> ACTIONS TO TAKE
(a) According to the passage on basic research, why is risk-taking difficult to encourage in the corporate world?
(b) Please extend the passage on basic research, continuing after its final sentence.

> TEXT PASSAGE
• • • • • • •

I have a reservation with this conclusion. For each positive example of basic
research that led to some unexpected applications there are hundreds that
didn't. One might argue that maybe many of these unapplied pieces of research
are still waiting for their time to come. But unfortunately, most scientific
results are simply forgotten. One can then continue the argument by pointing
out that this is the way of research: one tries a thousand ideas, and only a
handful prove fruitful. And in order for this trial and error process to work,
you need an environment that promotes interaction, exchange of ideas, and more
importantly, risk-taking. And risk-taking is difficult to encourage within the
confines of the corporate world, where people live and die by the quarterly
earnings.

At all other times, I would agree that this is a fair point, but not
necessarily today. Today there's a tremendous amount of good quality research
that is being done in the corporate world. Deep learning comes to mind.

• • • • • • •

> EXTRACTED RECORDS
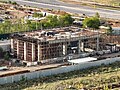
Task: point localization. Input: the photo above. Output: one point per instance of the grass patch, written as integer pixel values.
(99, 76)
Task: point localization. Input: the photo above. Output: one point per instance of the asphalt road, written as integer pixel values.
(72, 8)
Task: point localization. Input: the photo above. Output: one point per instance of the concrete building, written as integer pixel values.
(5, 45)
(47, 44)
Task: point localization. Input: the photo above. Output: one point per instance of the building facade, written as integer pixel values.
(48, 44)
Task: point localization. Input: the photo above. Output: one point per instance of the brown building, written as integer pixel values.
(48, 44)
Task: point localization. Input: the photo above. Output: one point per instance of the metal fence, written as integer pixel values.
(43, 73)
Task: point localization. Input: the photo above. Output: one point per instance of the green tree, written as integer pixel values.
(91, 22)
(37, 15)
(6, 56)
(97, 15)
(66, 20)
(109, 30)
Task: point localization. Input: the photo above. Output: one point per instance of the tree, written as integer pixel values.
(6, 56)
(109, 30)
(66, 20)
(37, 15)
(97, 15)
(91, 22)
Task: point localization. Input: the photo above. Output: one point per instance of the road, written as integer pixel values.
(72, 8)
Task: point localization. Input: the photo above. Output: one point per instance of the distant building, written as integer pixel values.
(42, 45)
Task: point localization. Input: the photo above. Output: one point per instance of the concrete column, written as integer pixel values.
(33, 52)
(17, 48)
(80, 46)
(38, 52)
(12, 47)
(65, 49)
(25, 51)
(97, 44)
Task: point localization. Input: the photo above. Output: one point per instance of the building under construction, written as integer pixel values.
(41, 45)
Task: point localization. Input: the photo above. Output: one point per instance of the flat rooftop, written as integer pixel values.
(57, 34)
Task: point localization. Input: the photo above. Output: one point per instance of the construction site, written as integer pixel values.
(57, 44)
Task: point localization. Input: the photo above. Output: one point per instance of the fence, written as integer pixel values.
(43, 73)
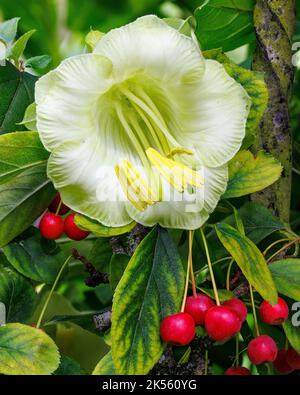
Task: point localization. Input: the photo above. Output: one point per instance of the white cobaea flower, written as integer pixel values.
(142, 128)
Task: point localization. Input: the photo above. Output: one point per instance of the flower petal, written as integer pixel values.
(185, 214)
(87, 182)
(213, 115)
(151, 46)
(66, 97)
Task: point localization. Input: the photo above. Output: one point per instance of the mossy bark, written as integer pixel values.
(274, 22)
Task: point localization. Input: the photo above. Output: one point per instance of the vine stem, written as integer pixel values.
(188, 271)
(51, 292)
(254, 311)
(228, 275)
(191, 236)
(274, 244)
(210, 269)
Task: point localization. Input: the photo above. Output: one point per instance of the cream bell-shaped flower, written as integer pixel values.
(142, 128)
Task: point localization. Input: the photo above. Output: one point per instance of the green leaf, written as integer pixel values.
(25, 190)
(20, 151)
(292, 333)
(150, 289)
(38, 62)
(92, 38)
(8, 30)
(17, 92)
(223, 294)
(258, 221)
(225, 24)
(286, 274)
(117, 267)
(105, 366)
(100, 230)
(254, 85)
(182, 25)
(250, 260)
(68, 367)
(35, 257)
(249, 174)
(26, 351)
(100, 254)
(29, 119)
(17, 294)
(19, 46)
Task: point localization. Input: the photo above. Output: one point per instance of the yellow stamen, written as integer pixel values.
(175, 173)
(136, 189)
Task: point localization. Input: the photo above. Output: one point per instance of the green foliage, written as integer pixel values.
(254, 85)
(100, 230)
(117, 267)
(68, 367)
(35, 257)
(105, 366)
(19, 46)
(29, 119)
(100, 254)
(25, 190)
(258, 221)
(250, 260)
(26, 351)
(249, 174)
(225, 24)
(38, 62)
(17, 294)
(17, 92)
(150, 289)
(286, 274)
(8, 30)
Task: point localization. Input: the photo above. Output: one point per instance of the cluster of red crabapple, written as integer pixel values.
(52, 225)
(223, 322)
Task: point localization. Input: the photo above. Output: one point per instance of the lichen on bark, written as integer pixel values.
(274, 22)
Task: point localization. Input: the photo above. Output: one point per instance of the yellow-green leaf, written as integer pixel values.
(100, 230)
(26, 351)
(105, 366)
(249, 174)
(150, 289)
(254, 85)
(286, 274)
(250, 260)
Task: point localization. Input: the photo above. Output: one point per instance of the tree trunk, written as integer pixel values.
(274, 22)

• • • • • • •

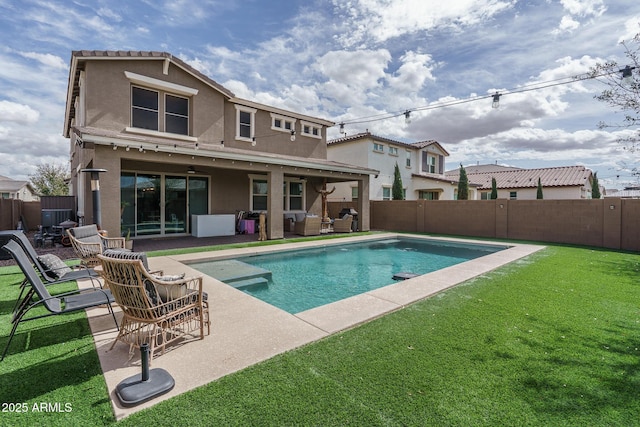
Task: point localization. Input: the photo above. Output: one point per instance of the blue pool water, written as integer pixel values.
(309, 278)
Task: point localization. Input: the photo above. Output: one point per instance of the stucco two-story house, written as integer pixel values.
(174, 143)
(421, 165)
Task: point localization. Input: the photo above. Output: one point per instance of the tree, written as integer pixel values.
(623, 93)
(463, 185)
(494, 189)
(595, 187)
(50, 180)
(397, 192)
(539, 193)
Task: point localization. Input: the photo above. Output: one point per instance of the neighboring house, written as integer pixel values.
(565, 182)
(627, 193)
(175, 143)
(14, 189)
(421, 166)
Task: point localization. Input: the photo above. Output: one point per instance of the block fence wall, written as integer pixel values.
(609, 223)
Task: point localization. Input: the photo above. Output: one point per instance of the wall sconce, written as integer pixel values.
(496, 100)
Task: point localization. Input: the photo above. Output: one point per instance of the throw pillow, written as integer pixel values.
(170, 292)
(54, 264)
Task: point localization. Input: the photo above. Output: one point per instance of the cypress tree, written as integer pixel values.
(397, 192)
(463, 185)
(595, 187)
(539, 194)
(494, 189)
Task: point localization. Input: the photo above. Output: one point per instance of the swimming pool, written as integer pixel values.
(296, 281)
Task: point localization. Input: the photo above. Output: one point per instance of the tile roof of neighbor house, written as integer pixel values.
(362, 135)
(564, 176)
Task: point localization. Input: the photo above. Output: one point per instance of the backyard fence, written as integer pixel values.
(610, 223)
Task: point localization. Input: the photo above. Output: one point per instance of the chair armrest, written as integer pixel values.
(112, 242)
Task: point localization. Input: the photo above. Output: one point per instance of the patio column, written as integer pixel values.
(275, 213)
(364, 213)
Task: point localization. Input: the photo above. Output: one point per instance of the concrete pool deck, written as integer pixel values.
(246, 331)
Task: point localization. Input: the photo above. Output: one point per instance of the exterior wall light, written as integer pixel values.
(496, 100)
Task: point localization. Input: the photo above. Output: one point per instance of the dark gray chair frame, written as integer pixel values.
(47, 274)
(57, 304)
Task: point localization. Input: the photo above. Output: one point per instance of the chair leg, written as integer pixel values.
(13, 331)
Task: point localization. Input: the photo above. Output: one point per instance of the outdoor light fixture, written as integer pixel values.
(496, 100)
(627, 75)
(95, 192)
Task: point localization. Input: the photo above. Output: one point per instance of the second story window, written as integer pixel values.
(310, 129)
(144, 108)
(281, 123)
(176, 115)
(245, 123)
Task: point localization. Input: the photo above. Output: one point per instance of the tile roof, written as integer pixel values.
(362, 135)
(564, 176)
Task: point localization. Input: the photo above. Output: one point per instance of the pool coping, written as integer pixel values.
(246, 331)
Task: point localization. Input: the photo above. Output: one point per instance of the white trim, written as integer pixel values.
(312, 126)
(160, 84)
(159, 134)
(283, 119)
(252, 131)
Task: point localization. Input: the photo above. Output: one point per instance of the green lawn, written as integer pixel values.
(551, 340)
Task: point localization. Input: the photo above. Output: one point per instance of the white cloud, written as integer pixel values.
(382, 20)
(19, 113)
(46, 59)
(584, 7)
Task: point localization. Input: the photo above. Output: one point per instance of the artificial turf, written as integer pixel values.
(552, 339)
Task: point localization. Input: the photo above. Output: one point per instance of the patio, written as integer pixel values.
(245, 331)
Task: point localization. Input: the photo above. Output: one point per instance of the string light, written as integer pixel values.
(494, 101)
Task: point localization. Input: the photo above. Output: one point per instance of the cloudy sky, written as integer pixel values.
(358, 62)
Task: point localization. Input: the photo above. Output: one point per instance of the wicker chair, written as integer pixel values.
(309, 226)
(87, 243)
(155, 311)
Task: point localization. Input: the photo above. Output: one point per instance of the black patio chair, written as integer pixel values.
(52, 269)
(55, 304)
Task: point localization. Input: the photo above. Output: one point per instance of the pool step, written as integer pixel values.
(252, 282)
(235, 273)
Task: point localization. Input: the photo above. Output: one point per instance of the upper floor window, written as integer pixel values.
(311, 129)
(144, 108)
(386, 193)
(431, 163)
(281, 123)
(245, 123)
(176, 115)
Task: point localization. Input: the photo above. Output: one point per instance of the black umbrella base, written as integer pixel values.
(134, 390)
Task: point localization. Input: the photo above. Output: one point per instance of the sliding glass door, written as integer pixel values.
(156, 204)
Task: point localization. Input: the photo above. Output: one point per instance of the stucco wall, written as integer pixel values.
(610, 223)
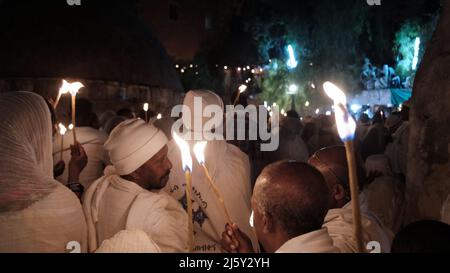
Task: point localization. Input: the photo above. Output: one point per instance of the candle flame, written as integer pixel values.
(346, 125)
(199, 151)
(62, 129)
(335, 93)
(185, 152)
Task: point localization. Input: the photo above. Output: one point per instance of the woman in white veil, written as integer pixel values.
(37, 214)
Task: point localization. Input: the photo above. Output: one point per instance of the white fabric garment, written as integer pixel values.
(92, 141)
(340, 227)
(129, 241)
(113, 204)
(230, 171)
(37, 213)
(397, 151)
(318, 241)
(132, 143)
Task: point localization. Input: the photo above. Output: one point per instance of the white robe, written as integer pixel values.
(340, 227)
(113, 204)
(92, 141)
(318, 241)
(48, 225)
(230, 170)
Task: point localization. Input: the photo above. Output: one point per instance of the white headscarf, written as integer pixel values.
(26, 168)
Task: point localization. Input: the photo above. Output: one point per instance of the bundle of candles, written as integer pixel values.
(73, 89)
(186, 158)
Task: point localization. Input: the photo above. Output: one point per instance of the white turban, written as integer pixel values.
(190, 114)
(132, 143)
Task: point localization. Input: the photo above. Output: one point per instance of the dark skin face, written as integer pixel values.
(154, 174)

• • • • • • •

> ANSWERS TO THE EXERCISE
(a) Because in the corporate world people live and die by the quarterly earnings.

(b)
Here's an interesting quote that I found in a book by Stephane Mallat about
wavelets: "I cofounded a start-up [...]. It took us some time to learn that in
three months good engineering should produce robust algorithms that operate in
real time, as opposed to the three years we were used [in academia] to having
for writing new ideas with promising perspectives."

I hope that people don't share your view that the corporate science is
represented by the Marlboro's tobacco studies. I contend that the vast
majority of corporate science is good science, and moreover the corporate
culture promotes efficiency in research. This comes at a steep cost though,
that of severely restricting the movement of ideas and interaction across
corporate entities. I don't personally have a solution for this problem, or
rather I can see that one solution is the industry consolidation and emergence
of corporate giants (Google, Facebook), but I can't say I like this.